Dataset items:
- Opening Delimiter -

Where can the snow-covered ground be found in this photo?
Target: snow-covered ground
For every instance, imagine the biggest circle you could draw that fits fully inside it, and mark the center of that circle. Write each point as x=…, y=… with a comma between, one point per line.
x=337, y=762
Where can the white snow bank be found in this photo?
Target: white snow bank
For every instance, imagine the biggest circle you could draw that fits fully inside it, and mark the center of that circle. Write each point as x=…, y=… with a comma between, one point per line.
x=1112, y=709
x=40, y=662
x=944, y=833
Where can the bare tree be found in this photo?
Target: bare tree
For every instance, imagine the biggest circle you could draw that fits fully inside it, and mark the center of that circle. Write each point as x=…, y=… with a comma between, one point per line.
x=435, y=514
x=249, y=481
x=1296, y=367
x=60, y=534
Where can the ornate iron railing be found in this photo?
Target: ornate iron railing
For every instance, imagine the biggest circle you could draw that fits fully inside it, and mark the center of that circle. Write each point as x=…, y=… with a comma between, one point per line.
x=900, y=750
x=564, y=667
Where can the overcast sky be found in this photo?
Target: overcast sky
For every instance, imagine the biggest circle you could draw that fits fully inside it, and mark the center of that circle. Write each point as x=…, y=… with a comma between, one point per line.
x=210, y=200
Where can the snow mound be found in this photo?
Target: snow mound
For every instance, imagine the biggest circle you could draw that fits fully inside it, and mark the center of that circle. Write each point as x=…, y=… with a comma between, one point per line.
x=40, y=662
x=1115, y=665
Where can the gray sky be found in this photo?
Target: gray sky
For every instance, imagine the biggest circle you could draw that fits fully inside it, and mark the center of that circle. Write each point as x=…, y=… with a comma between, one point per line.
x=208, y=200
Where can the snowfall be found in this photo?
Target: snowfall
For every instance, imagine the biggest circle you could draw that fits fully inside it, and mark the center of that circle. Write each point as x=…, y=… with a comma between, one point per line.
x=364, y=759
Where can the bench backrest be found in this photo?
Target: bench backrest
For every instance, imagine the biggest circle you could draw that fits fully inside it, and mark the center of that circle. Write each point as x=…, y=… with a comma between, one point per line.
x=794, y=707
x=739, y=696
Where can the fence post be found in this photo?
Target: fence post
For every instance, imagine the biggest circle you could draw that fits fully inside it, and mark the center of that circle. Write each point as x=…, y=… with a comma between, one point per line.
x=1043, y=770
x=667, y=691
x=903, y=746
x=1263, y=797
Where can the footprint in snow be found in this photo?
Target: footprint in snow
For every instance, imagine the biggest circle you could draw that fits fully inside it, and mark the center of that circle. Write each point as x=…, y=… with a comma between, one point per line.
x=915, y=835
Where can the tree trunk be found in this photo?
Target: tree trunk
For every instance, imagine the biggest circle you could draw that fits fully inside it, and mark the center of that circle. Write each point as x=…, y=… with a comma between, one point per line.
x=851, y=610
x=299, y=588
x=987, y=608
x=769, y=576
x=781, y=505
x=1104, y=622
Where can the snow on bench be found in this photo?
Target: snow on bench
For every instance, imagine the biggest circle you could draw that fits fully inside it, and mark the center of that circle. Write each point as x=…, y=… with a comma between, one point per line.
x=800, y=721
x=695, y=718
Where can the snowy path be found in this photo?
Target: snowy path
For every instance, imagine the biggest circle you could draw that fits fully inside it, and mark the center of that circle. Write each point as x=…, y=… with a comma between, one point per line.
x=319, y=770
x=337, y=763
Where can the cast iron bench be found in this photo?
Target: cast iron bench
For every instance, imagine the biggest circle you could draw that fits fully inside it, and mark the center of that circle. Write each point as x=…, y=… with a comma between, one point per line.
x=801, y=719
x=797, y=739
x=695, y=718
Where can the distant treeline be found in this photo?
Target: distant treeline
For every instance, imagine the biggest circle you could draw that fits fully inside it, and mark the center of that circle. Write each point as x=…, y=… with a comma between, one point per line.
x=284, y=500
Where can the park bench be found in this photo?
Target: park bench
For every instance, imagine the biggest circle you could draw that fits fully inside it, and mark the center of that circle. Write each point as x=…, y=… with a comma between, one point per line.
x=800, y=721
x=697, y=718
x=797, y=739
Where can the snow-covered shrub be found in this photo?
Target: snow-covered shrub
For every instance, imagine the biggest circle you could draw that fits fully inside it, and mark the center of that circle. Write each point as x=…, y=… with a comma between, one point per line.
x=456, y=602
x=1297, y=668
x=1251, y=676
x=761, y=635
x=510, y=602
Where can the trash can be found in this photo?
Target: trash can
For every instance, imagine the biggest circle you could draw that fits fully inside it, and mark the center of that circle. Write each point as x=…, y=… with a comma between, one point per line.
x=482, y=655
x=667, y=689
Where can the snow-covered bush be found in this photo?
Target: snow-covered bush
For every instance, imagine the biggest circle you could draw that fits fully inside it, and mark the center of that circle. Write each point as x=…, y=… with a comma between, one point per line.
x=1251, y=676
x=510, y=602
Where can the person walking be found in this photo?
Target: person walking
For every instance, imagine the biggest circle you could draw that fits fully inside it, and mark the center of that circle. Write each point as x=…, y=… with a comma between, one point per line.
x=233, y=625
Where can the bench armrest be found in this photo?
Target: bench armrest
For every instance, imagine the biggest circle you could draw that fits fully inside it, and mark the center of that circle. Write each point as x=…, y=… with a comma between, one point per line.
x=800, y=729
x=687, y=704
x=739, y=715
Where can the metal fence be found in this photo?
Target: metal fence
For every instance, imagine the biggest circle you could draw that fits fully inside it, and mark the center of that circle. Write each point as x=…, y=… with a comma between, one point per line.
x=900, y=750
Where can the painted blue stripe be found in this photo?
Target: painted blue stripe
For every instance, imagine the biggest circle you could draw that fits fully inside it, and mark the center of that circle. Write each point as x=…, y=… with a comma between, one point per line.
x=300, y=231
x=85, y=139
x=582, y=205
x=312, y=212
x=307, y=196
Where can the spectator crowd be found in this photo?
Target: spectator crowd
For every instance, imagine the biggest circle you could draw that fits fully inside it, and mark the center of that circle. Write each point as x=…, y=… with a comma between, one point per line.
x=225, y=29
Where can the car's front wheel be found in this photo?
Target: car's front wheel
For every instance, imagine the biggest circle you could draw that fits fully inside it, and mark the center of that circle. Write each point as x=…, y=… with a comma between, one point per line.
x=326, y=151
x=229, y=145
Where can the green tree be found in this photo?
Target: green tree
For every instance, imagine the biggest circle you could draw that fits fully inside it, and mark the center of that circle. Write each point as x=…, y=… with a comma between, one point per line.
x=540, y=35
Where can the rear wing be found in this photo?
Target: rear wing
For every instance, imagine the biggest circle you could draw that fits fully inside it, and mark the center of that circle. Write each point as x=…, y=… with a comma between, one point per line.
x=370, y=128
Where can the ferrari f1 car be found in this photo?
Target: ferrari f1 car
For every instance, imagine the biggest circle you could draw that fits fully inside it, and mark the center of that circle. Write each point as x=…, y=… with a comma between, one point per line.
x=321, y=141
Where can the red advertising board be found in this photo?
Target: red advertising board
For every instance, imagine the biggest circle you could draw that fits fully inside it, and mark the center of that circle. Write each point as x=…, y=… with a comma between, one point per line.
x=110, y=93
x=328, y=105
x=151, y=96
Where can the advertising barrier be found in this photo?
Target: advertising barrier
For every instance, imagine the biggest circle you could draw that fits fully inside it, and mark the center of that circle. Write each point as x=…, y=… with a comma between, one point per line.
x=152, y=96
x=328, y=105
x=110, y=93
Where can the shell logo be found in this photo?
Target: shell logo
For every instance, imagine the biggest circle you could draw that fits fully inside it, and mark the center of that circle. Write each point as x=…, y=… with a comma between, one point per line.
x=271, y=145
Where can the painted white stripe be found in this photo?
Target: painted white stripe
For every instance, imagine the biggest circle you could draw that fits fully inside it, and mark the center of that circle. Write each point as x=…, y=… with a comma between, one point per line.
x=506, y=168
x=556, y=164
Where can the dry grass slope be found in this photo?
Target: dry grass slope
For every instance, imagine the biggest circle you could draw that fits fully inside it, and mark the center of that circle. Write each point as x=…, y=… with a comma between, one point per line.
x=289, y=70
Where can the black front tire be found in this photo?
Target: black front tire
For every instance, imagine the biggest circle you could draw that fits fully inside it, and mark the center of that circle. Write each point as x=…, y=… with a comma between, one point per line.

- Closing Delimiter -

→ **EXERCISE DIRECTIONS**:
Give back exactly the lines above starting at the line where "Where can the car's" appears and ending at the line where "Target: rear wing" appears, both included, with no other lines.

→ **SOLUTION FOR THIS TASK**:
Where can the car's front wheel be found in this photo?
Target: car's front wheel
For every instance, imagine the biggest circle you could draw that fits fully inside it, and mark the center of that circle. Write each point as x=…, y=… with a comma between, one point per line.
x=326, y=151
x=229, y=145
Where can the green tree be found in this photo?
Target: green tree
For every instance, imagine the biggest circle you could draw that fits fully inside it, and mark the center of that circle. Write each point as x=…, y=… with a comma between, one point per line.
x=540, y=35
Where can the rear wing be found in this photo?
Target: rear wing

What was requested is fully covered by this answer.